## Collected data

((

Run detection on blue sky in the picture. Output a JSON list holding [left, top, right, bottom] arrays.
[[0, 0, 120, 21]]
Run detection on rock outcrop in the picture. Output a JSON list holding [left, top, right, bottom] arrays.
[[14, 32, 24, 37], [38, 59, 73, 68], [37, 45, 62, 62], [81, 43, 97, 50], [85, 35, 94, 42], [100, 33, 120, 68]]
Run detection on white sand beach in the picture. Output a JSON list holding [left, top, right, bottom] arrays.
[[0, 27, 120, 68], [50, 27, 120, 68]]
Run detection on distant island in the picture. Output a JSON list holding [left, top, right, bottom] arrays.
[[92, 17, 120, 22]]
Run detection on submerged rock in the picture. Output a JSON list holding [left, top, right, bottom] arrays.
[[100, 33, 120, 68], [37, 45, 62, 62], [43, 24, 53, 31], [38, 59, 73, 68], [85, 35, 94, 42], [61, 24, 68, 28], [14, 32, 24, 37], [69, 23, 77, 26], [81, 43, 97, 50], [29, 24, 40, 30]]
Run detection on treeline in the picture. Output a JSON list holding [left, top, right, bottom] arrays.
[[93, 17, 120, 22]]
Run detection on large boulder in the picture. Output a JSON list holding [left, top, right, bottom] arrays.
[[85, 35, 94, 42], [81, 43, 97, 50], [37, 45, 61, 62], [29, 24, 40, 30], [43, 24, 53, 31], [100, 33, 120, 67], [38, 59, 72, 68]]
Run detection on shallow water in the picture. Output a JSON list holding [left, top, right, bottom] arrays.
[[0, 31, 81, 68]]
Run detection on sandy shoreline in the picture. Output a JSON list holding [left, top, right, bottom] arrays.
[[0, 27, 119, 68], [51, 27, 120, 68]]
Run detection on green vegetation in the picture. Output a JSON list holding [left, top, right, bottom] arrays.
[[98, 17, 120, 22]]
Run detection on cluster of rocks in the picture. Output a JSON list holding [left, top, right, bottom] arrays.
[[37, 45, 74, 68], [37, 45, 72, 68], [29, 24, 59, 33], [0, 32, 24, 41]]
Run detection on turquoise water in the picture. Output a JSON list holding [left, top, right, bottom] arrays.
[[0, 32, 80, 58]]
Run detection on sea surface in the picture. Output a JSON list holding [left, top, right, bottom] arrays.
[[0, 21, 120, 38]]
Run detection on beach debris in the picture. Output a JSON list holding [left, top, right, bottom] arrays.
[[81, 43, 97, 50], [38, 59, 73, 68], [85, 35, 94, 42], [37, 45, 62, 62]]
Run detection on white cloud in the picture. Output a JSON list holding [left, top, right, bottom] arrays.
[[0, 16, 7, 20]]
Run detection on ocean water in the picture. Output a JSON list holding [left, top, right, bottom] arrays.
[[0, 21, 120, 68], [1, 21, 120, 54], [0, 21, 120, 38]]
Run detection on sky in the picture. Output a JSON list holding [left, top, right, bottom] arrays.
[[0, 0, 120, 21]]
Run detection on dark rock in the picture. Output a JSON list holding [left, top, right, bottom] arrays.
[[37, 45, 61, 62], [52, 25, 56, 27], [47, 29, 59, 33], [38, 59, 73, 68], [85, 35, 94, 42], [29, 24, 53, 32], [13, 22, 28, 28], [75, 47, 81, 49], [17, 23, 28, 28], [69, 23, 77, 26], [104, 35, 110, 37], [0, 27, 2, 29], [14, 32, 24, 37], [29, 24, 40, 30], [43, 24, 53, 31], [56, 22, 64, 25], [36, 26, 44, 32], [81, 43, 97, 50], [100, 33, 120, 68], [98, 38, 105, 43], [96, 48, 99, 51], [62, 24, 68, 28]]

))

## TASK DIRECTIONS
Copy every record above exactly as it stands.

## ANSWER TO THIS EXERCISE
Run detection on blue sky in the picture. Output a JSON list holding [left, top, right, bottom] arrays.
[[0, 0, 120, 21]]
Run detection on rock outcrop in the picture. Output a JSON list holding [left, top, right, bottom] arrays.
[[14, 32, 24, 37], [38, 59, 73, 68], [37, 45, 62, 62], [81, 43, 97, 50], [85, 35, 94, 42], [100, 33, 120, 68]]
Run detection on white sand beach in the picture. Output a JSON list holding [left, top, right, bottom] arrays.
[[0, 27, 120, 68], [50, 27, 120, 68]]
Run detection on distant island in the picture. Output a JSON list holding [left, top, right, bottom] arrays.
[[92, 17, 120, 22]]
Run detection on submerged rock in the picture. Output a JSON list holding [left, top, right, bottom] arrays.
[[100, 33, 120, 68], [37, 45, 62, 62], [43, 24, 53, 31], [38, 59, 73, 68], [85, 35, 94, 42], [61, 24, 68, 28], [14, 32, 24, 37], [69, 23, 77, 26], [81, 43, 97, 50], [29, 24, 40, 30]]
Run detection on treeline in the picture. Output a JSON list holding [left, top, right, bottom] arrays.
[[93, 17, 120, 22]]
Run detection on large boulder in the picture. Output a JSON list holding [left, top, right, bottom] arrays.
[[85, 35, 94, 42], [81, 43, 97, 50], [37, 45, 61, 62], [29, 24, 40, 30], [43, 24, 53, 31], [100, 33, 120, 67], [38, 59, 72, 68]]
Run detection on shallow water in the picture. Output a JSON list holding [left, top, right, bottom] arrays.
[[0, 31, 81, 68]]
Run detection on sandy shoreline in the picture. Output a JSON list holding [left, top, right, bottom] arrays.
[[0, 27, 119, 68], [51, 27, 120, 68]]
Run detection on green vegetation in the picture. Output a JSON list holding [left, top, right, bottom] arrays.
[[98, 17, 120, 22]]
Run detection on cluster of rocks in the picture. Output a JSON list holding [left, top, right, bottom] arrays.
[[37, 45, 74, 68], [37, 45, 72, 68], [29, 24, 59, 33], [0, 32, 24, 41]]
Run detection on turquoise water in the picture. Output a JSON list holding [left, top, right, bottom] arrays.
[[0, 32, 80, 58]]
Run detection on sea surface in the picture. Output a JSON list holding [left, top, right, bottom] arrays.
[[0, 21, 120, 38]]
Run detection on beach debris in the picture. Output a JSON list holding [left, top, right, bottom] arrays.
[[81, 43, 97, 50], [38, 59, 73, 68], [85, 35, 94, 42], [37, 45, 62, 62]]
Run detection on white cloud in the picture. Output a JSON list holding [left, top, right, bottom] arrays.
[[0, 16, 7, 20]]
Run detection on ocean water in the picture. Output a JSON list holding [left, top, right, bottom] arrays.
[[0, 21, 120, 68], [1, 21, 120, 54], [0, 21, 120, 38]]
Run detection on sky in the picture. Output a JSON list holding [left, top, right, bottom] arrays.
[[0, 0, 120, 21]]
Run detection on dark rock in the picture. Output a JSON list holding [left, top, right, bottom] arrays.
[[37, 45, 61, 62], [52, 25, 56, 27], [47, 29, 59, 33], [38, 59, 73, 68], [85, 35, 94, 42], [29, 24, 53, 32], [13, 22, 28, 28], [75, 47, 81, 49], [17, 23, 28, 28], [69, 23, 77, 26], [104, 35, 110, 37], [0, 27, 2, 29], [14, 32, 24, 37], [29, 24, 40, 30], [43, 24, 53, 31], [56, 22, 64, 25], [36, 26, 44, 32], [81, 43, 97, 50], [100, 33, 120, 68], [98, 38, 105, 43], [96, 48, 99, 51], [62, 24, 68, 28]]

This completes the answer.